*Work order*:
Whatever appears in the listing, return all of it exactly.

*Excerpted data*:

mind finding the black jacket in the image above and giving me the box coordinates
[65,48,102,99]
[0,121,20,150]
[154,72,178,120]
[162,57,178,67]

*Your solution*:
mind finding the black jacket in the image above and giving me the box coordinates
[65,48,102,99]
[0,121,20,150]
[154,72,178,120]
[162,57,178,67]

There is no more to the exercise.